START Records for this task

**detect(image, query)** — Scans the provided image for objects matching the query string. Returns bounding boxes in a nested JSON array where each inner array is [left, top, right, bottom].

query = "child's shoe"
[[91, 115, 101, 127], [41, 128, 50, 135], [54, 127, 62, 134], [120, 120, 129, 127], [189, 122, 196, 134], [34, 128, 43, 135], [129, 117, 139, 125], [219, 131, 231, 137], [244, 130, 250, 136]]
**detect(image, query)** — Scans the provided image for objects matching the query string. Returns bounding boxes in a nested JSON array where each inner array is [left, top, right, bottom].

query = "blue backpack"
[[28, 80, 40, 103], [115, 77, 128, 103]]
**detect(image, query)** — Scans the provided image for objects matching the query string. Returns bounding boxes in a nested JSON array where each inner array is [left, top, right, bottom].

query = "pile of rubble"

END Records for this task

=== What is being asked ===
Retype all the records above line for line, with no changes.

=== Reply ===
**detect(image, query)** — Scans the provided image for objects matching the query string. Returns bounding boxes in a nested JSON array where each inner array is [left, top, right, bottom].

query = "child's shoe"
[[91, 115, 101, 127], [41, 128, 50, 135], [54, 127, 62, 134], [120, 120, 129, 127], [189, 122, 196, 134], [34, 128, 43, 135], [129, 117, 139, 125], [219, 131, 231, 137], [244, 130, 250, 136]]
**detect(image, query)** — Scans the provided image for objects matching the query string. Returns bounding boxes in a nested JSON array where each inner array is [left, top, right, bottom].

query = "blue backpack"
[[28, 80, 40, 103], [115, 77, 128, 103]]
**detect(image, query)** — Scans the provided image for objects matching the query string. Returns bounding boxes in a nested JSON array where each inner array is [left, top, right, bottom].

query = "pile of rubble"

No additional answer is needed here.